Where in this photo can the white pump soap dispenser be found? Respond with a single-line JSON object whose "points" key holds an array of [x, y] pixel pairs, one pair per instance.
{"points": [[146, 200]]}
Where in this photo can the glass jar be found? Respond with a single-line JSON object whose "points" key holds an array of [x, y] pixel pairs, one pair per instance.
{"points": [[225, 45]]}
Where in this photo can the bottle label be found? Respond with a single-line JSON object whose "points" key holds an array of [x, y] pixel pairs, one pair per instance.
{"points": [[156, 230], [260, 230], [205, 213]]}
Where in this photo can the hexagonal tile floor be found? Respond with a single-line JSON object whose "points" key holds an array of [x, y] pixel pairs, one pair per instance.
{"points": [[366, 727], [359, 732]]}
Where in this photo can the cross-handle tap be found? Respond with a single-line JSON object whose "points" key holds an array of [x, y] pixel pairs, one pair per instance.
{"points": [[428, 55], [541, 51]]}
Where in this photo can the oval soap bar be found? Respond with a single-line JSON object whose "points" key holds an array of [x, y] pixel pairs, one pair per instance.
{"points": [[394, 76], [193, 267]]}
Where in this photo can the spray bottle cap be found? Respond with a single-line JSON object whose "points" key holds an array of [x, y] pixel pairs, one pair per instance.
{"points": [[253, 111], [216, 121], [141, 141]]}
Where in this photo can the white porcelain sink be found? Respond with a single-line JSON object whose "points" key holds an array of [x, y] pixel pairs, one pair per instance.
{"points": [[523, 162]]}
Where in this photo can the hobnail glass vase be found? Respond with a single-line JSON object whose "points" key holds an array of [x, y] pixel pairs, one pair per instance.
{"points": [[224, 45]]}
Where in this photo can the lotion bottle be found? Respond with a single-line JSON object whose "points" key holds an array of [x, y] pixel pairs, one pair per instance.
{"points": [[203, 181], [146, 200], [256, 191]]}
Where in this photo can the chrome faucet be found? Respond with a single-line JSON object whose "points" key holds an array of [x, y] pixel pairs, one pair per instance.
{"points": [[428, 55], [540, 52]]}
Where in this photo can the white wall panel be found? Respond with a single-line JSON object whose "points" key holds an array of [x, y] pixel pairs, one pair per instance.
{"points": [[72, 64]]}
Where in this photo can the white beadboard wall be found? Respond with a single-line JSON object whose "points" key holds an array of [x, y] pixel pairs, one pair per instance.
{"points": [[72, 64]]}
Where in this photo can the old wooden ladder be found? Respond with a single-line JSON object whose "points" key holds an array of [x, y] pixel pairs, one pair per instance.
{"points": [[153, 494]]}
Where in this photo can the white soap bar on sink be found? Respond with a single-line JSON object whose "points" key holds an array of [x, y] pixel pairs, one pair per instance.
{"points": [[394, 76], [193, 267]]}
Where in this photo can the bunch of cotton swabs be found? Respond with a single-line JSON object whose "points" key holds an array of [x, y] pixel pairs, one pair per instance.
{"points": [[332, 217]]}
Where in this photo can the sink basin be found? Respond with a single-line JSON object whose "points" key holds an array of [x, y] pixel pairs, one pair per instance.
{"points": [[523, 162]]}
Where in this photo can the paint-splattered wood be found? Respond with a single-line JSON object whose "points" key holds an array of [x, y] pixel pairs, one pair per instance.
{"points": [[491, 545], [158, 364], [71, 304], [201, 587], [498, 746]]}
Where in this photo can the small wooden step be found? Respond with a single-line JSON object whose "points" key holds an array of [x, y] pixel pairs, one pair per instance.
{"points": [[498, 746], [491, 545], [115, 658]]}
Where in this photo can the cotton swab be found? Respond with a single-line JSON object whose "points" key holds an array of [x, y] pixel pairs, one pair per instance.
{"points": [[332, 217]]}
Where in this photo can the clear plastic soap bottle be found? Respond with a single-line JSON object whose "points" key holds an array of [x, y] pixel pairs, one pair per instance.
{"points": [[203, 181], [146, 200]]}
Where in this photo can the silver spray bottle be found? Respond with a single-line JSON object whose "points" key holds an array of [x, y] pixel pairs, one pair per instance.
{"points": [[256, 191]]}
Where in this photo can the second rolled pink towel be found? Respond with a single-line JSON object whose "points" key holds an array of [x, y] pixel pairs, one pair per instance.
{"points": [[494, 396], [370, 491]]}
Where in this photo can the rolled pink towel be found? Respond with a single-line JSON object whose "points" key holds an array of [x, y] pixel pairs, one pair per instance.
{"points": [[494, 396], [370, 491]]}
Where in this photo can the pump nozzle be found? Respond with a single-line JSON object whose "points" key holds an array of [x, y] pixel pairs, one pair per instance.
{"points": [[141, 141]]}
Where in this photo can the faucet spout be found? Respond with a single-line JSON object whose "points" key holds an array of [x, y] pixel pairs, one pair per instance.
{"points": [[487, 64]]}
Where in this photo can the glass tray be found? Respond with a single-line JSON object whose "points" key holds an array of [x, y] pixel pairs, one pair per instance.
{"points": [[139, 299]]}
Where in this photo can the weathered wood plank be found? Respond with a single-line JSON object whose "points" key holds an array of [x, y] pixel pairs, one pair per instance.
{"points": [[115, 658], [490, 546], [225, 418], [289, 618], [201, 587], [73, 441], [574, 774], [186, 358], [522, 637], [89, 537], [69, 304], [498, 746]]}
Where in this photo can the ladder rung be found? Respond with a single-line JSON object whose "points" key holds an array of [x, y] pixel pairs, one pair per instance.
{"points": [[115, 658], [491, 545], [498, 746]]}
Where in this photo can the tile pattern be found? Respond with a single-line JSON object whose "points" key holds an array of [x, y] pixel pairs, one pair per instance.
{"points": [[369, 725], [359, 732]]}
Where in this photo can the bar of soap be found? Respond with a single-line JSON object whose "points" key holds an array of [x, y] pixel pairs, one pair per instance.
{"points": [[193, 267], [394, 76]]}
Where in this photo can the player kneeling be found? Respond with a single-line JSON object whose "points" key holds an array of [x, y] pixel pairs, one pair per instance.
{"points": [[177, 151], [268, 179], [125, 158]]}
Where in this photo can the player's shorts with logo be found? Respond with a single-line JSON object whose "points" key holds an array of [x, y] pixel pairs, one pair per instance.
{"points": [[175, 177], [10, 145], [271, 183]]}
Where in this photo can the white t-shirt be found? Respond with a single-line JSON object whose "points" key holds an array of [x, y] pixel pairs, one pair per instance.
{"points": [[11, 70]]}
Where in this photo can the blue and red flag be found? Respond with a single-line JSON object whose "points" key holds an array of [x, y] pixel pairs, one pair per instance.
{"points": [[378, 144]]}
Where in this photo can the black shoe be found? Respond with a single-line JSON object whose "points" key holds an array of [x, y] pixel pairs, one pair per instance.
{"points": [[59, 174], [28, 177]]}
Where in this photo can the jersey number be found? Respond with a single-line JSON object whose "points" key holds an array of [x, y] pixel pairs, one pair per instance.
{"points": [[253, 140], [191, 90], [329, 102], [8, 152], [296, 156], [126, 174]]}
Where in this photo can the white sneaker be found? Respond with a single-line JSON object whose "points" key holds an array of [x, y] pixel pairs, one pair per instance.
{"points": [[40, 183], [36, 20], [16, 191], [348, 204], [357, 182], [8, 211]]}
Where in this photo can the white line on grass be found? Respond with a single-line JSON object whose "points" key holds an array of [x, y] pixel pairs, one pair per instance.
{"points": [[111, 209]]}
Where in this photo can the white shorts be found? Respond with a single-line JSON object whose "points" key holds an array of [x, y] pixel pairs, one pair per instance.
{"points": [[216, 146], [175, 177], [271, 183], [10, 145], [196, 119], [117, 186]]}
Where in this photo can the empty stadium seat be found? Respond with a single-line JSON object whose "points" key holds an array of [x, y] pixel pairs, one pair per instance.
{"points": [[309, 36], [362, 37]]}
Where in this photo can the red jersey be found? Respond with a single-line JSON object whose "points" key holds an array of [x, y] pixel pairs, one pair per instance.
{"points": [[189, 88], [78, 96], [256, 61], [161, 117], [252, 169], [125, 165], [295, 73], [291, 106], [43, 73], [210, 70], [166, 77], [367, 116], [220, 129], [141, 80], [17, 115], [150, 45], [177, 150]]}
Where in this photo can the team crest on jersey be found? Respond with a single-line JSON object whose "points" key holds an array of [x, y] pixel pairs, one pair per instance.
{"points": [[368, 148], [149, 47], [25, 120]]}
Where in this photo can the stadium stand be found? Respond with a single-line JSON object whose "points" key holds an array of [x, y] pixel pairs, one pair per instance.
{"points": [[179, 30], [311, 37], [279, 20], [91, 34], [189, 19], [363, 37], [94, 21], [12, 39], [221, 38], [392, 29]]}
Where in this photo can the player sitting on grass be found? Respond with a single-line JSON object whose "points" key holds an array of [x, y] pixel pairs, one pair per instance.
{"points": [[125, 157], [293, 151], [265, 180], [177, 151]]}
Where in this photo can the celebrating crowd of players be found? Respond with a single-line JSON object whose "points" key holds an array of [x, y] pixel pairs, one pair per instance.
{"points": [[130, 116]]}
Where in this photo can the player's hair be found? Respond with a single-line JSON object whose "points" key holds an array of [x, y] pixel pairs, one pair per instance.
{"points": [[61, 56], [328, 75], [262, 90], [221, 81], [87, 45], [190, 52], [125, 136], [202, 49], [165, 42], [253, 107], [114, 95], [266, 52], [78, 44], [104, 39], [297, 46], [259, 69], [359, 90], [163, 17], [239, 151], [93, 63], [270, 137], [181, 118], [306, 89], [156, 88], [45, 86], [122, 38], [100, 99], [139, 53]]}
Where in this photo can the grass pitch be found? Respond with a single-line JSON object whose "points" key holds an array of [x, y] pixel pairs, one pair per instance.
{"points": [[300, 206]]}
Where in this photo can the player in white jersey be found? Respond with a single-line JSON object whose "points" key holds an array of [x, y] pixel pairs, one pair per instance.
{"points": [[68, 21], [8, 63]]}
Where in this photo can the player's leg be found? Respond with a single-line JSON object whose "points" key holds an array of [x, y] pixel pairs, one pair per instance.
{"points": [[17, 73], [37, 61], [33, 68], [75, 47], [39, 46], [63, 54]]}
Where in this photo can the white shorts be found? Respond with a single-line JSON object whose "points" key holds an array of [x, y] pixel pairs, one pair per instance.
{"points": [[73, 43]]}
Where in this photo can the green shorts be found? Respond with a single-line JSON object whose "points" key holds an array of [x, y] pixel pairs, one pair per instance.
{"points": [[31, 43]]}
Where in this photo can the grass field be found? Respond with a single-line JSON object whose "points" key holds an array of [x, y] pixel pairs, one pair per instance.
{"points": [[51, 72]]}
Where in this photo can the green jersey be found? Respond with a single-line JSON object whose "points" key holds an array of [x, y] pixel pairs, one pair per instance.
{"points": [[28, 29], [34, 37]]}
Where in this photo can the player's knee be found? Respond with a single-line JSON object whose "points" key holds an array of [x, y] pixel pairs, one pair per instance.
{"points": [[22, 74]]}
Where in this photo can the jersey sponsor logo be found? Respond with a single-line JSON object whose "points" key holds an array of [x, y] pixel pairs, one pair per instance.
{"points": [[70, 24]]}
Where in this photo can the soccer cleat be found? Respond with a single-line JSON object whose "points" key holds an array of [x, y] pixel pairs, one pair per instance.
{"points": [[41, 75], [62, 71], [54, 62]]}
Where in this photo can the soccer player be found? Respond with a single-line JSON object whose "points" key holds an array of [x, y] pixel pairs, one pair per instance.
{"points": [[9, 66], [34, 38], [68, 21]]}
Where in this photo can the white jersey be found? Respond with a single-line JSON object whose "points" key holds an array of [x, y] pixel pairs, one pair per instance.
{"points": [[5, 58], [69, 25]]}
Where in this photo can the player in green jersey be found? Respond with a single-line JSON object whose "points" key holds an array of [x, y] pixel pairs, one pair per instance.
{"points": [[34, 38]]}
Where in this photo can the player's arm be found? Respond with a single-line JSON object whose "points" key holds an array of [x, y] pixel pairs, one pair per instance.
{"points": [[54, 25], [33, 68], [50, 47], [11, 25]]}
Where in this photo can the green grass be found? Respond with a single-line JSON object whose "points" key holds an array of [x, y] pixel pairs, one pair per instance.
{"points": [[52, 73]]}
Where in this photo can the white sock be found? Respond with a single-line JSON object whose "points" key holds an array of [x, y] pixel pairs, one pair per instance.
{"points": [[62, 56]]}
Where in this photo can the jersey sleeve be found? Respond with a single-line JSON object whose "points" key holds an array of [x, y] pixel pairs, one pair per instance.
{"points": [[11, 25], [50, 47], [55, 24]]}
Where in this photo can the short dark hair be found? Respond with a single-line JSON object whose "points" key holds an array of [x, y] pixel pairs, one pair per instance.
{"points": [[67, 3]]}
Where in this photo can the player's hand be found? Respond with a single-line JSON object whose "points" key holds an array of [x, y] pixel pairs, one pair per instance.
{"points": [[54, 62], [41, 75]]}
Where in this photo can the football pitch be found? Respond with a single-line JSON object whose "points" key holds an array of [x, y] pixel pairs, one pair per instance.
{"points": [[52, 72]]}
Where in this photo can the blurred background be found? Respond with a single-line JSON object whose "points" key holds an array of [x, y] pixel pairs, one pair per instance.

• • •

#### PROBLEM STATEMENT
Return, unchanged, each line from the line containing "Where in this photo can the white sock" through the last line of the material.

#### WRITTEN ANSWER
Where in this photo can the white sock be found? Respond with a single-line JSON object whose "points" key holds an array of [x, y] pixel pairs, one pair per instance.
{"points": [[62, 56]]}
Where in this photo can the jersey sleeve be found? Respond with a single-line JSON object whose "points" key holds an array of [x, y] pixel pairs, one pair per instance.
{"points": [[11, 25], [50, 47], [55, 24]]}
Where in this photo can the short dark hair be found? Respond with a single-line JSON object whose "points" key holds an array of [x, y] pixel pairs, one pair per instance.
{"points": [[67, 3]]}
Where in this photo can the player's hand be found? Respond with a single-line JSON object whose "points" key holds an array of [x, y] pixel pairs, one pair per instance.
{"points": [[54, 62], [41, 75]]}
Where in this photo can the football pitch be found? Respond with a single-line JSON object whose "points" key holds an array of [x, y] pixel pairs, one pair per instance.
{"points": [[52, 72]]}
Where in this photo can the blurred background be found? Respond with a single-line JSON object whose "points" key holds an array of [x, y] pixel pairs, one pair per instance.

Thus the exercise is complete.